Provided data:

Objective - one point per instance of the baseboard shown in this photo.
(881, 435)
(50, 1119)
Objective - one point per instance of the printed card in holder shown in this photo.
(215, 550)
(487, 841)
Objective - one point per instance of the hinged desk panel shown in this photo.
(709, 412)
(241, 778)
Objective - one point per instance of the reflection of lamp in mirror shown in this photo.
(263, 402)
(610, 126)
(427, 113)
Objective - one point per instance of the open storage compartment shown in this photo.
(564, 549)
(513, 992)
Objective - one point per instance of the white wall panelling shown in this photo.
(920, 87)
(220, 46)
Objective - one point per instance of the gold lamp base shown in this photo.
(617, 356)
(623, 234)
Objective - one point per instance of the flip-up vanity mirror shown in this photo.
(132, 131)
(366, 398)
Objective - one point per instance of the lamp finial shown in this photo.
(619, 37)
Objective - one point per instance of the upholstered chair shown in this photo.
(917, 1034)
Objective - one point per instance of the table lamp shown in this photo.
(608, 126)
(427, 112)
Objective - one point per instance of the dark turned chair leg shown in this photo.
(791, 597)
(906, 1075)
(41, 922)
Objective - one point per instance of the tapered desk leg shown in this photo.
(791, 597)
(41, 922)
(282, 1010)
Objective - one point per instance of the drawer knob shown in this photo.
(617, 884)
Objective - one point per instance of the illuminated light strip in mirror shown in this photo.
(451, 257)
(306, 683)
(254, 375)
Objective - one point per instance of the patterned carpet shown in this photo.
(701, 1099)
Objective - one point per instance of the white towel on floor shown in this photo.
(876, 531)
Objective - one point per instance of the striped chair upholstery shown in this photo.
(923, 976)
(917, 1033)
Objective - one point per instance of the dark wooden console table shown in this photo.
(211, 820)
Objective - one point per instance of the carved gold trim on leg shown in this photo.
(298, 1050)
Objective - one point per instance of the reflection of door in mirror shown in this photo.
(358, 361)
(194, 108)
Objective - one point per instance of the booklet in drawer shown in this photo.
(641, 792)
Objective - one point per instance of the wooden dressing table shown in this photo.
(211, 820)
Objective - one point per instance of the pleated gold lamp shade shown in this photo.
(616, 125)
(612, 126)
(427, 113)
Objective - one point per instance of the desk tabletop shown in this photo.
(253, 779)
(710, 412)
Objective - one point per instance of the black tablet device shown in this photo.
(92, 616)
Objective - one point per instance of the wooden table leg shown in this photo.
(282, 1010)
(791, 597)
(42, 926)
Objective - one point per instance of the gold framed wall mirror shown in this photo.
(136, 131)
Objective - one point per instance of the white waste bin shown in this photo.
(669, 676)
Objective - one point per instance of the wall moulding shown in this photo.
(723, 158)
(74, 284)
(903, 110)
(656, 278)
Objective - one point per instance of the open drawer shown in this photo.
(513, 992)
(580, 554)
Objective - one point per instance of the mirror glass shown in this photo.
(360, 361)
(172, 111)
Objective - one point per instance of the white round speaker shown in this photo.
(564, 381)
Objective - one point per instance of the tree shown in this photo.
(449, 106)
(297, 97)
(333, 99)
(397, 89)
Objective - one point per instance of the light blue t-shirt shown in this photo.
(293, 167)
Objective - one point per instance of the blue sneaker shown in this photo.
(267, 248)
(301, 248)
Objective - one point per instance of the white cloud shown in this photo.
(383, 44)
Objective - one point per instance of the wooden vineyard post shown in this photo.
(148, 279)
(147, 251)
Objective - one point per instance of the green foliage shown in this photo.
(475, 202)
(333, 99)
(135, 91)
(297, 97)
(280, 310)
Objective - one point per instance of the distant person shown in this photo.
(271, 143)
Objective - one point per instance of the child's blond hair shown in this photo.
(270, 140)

Assignment: Every line above should be reproduced precisely.

Task response:
Objective - one point per instance of the baseboard shown in this photo.
(881, 435)
(50, 1119)
Objective - one point per instance of the printed card in holder shown in this photo.
(215, 550)
(487, 841)
Objective - one point per instance of the hinged desk panel shown in this photo.
(709, 412)
(241, 778)
Objective - one point per instance of the reflection of lamp in mirror shown in this photo.
(263, 402)
(610, 126)
(427, 113)
Objective - one point per instance of the open storage compartment shown in this photo.
(564, 549)
(513, 992)
Objective - one point per instance of the white wall panelling shown in this photo.
(920, 87)
(220, 46)
Objective - one point per instance of the gold lamp base shown in this photo.
(617, 356)
(623, 234)
Objective - one point per instance of the flip-up vanity mirror shown in this photo.
(132, 131)
(366, 398)
Objective - one point per instance of the lamp finial shown in this photo.
(619, 37)
Objective - one point per instance of the upholstered chair shown in this photo.
(917, 1034)
Objective - one point per instance of the table lamp shown in this photo.
(608, 126)
(427, 112)
Objective - one point per instance of the dark turned chair leg shown in this photo.
(791, 597)
(906, 1075)
(41, 922)
Objective - one point per instance of the tapered desk leg shown in this photo.
(791, 597)
(41, 922)
(282, 1010)
Objective - one point per instance of the drawer knob shown in this photo.
(617, 884)
Objective - one point per instance of the illuminated light strip in mirror shown in this photo.
(451, 257)
(306, 683)
(254, 375)
Objective - one point per instance of the patterned carpet shown in this photo.
(701, 1099)
Objective - one point per instance of the white towel on floor shown in this photo.
(876, 531)
Objective - one point per instance of the striped chair upholstery shown in this photo.
(923, 976)
(917, 1033)
Objective - one point per instance of the dark wooden console table shown in this photo.
(211, 820)
Objective - one point per instance of the carved gold trim on leg shown in this photo.
(298, 1050)
Objective - one point per instance of the reflection of door in mirror shown in this photo.
(358, 361)
(194, 108)
Objective - one point per instance of the booklet in drawer shown in this photo.
(641, 792)
Objective - one point per instance of the wooden dressing table shown in this photo.
(211, 820)
Objective - one point per instance of the pleated gold lamp shade shown in this photo.
(616, 125)
(612, 126)
(427, 113)
Objective - one point per instance of the desk tabletop shown in this photo.
(253, 779)
(710, 412)
Objective - one point per instance of the black tablet device shown in this photo.
(92, 616)
Objective - one point per instance of the wooden table leg shown in this photo.
(282, 1010)
(791, 597)
(42, 926)
Objective - one point per instance of the gold framed wall mirror shown in this photo.
(136, 131)
Objective - one point per instance of the white waste bin shown in this photo.
(669, 676)
Objective - one point per instance of the wall moulding shown in this photo.
(723, 158)
(74, 284)
(903, 110)
(656, 278)
Objective - one point per instance of the open drawer shown in this photo.
(513, 992)
(580, 554)
Objective - one point per instance of the mirror glass shown in this photo.
(360, 361)
(172, 111)
Objective - one point per instance of the white round speaker shown in this photo.
(564, 381)
Objective - one point per instance of the tree shown in this photo.
(449, 106)
(297, 97)
(333, 99)
(397, 89)
Objective - one point per instance of the light blue t-shirt shown in this photo.
(293, 167)
Objective - one point per instance of the blue sneaker shown in this photo.
(267, 248)
(301, 248)
Objective - one point per instance of the white cloud shown in this photo.
(383, 44)
Objective - one point per instance of the wooden vineyard post shown in this photo.
(148, 279)
(147, 251)
Objective - one point per instance of the green foliage shown in this photo.
(475, 202)
(333, 99)
(135, 91)
(297, 97)
(280, 310)
Objective - one point per instance of the distant person shown in this photo.
(271, 143)
Objective - one point per instance of the child's blond hair shown in this photo.
(270, 140)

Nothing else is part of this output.